■ What you are asked to do:
Below are some records; find each line that carries the word "seat" and copy it.

■ Records provided:

··········

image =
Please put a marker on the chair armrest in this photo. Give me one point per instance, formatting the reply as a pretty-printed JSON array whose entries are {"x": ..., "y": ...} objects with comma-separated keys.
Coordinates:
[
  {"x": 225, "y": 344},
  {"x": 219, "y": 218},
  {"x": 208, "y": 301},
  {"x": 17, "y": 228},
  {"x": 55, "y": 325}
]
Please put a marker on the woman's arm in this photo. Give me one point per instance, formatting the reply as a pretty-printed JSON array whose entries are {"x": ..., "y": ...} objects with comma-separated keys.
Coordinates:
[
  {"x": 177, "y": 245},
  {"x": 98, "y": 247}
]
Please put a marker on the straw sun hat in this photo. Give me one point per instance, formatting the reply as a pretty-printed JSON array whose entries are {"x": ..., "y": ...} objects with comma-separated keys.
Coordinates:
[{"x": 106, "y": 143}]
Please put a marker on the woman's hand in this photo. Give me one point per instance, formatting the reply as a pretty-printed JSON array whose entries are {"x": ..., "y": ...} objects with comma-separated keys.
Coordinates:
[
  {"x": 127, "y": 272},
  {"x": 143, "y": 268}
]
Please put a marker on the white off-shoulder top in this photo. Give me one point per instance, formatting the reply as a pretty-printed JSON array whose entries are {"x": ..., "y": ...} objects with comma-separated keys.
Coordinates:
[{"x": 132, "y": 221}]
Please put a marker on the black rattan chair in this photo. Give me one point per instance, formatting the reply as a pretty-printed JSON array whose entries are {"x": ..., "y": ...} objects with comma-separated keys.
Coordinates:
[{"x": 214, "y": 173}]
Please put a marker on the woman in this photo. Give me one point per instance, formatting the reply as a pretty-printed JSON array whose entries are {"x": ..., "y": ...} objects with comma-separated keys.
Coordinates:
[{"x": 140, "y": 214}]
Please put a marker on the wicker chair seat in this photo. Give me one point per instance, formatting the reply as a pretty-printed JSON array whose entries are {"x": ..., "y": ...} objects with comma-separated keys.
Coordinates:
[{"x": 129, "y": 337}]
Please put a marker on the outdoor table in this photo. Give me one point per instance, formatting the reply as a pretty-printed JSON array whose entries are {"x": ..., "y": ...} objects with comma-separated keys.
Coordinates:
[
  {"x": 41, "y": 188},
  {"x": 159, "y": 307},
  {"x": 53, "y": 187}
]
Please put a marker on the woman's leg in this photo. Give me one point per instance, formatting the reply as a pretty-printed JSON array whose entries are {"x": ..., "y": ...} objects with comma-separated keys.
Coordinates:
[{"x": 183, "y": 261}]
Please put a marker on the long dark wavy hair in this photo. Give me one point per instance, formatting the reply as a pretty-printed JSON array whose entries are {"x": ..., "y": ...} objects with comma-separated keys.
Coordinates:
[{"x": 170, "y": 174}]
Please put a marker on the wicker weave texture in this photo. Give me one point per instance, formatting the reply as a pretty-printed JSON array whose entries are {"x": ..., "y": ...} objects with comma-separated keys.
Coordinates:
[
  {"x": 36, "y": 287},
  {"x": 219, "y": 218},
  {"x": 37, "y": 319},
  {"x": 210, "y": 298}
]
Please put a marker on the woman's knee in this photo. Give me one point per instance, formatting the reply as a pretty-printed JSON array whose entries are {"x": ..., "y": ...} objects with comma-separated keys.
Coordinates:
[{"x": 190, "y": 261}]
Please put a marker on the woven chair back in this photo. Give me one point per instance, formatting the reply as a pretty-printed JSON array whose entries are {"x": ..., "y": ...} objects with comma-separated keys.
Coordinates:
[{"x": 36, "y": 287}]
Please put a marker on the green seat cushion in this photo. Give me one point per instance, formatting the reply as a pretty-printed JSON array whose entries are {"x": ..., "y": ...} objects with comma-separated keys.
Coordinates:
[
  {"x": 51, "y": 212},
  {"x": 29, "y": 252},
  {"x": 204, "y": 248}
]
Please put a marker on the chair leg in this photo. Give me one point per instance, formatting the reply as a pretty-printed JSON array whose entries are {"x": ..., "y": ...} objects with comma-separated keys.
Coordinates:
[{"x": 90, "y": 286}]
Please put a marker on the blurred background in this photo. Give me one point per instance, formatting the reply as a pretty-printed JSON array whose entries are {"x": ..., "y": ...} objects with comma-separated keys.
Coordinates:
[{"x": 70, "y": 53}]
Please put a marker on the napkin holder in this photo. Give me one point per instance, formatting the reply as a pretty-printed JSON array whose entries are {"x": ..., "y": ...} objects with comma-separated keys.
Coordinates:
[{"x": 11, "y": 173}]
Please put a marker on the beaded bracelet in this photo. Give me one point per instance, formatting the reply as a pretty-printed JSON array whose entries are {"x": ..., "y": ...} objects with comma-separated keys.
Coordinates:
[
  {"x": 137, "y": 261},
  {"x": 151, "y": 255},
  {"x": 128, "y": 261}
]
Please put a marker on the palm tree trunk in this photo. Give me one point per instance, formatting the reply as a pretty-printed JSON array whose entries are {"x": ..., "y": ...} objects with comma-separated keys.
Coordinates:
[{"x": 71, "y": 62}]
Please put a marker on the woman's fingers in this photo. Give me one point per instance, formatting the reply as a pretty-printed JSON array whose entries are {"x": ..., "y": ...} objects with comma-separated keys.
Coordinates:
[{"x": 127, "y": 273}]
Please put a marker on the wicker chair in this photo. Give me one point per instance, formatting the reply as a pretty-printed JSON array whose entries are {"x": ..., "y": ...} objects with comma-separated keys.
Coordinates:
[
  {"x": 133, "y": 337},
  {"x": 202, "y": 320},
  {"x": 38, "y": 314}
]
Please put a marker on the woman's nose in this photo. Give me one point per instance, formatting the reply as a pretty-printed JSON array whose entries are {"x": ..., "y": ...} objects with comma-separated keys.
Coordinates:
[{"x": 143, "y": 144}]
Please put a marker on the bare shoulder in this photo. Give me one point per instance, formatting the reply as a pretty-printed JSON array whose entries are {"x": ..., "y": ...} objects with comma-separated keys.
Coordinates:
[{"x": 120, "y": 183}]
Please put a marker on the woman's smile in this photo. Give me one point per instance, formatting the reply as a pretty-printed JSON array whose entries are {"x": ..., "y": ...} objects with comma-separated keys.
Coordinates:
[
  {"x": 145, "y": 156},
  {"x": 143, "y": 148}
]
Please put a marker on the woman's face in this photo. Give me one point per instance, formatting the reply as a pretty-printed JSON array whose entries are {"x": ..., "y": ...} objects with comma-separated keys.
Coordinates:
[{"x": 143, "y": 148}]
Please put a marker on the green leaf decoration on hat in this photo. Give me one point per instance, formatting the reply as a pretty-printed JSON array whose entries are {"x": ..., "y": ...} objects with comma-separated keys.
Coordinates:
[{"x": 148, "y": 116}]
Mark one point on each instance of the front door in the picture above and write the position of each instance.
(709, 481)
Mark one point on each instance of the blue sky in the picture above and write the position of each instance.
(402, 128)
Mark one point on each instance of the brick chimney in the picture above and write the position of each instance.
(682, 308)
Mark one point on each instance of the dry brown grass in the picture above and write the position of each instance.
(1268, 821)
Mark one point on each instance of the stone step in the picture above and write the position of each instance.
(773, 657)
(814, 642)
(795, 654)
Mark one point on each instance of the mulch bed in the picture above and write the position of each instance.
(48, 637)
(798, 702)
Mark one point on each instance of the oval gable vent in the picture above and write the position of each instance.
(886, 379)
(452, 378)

··········

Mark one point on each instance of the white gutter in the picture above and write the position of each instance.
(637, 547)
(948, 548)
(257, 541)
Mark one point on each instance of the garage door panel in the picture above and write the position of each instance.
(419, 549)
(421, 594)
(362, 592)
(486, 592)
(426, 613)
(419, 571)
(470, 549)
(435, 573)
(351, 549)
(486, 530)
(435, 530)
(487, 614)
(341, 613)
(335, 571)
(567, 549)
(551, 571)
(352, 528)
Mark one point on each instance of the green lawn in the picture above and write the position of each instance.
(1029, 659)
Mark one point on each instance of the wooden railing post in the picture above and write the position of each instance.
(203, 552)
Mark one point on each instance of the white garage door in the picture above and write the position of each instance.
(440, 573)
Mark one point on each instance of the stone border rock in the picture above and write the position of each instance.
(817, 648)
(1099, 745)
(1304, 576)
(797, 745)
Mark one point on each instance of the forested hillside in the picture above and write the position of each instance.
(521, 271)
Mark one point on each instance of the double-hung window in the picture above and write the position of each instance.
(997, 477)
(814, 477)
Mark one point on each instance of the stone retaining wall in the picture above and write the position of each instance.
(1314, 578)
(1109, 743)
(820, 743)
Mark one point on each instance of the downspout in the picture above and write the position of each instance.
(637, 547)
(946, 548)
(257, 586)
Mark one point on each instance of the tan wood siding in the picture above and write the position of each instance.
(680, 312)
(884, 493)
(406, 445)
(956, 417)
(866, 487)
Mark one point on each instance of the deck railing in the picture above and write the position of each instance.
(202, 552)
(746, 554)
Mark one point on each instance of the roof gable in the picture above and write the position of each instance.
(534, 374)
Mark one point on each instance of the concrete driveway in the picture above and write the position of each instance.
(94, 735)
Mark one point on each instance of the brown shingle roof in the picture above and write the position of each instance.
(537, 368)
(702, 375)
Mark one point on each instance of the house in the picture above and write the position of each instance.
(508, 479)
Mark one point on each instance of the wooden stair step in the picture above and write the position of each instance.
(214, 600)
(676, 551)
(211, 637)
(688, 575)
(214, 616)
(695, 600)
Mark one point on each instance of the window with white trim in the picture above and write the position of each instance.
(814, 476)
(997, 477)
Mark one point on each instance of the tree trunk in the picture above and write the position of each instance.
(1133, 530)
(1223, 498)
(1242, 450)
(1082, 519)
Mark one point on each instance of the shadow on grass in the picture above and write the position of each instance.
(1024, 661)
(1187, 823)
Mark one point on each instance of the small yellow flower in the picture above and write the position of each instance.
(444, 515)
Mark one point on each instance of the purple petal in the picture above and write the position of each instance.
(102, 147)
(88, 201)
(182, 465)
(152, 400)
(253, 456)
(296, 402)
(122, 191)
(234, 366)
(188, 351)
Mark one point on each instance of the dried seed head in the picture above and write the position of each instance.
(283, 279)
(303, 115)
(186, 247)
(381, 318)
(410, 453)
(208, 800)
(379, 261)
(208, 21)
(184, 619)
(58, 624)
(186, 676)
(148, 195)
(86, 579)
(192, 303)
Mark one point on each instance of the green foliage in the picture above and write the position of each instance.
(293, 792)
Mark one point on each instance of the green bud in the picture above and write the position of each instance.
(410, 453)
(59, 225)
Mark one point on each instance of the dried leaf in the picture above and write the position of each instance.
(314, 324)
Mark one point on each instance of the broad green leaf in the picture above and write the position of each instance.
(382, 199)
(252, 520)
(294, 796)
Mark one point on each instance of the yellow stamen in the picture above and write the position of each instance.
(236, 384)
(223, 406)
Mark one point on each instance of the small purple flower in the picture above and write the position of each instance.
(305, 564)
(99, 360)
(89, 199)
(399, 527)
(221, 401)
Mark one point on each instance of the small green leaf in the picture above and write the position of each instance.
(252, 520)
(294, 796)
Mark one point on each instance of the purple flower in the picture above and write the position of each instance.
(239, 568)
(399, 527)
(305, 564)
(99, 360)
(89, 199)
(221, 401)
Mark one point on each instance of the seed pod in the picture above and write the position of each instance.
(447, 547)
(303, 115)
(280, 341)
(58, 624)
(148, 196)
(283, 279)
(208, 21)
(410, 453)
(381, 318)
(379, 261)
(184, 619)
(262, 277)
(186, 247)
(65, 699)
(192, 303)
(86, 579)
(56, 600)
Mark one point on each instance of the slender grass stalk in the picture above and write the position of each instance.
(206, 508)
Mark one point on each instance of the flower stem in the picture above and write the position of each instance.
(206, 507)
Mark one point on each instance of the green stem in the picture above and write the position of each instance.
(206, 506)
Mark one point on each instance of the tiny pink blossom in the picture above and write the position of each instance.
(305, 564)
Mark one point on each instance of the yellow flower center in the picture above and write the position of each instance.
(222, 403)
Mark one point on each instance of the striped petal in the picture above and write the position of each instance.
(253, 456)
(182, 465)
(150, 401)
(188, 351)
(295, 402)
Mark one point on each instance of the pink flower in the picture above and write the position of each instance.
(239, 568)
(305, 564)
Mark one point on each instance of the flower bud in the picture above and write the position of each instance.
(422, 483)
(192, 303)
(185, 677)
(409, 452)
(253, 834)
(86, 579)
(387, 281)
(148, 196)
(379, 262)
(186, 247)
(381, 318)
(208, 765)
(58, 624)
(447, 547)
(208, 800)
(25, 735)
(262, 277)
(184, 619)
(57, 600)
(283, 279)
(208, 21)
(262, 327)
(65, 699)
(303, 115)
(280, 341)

··········

■ Solution to this exercise:
Please put a marker on the wicker chair seat in this photo. Give me one point per instance, formatting the reply as a pretty-printed JSON array whose entries are {"x": ..., "y": ...} objects with comma-separated keys.
Please put a marker on the green seat cushion in this photo. Give me one point per instance, formatting the reply as a pretty-printed JSON array whose entries are {"x": ..., "y": ...} objects with comma-separated keys.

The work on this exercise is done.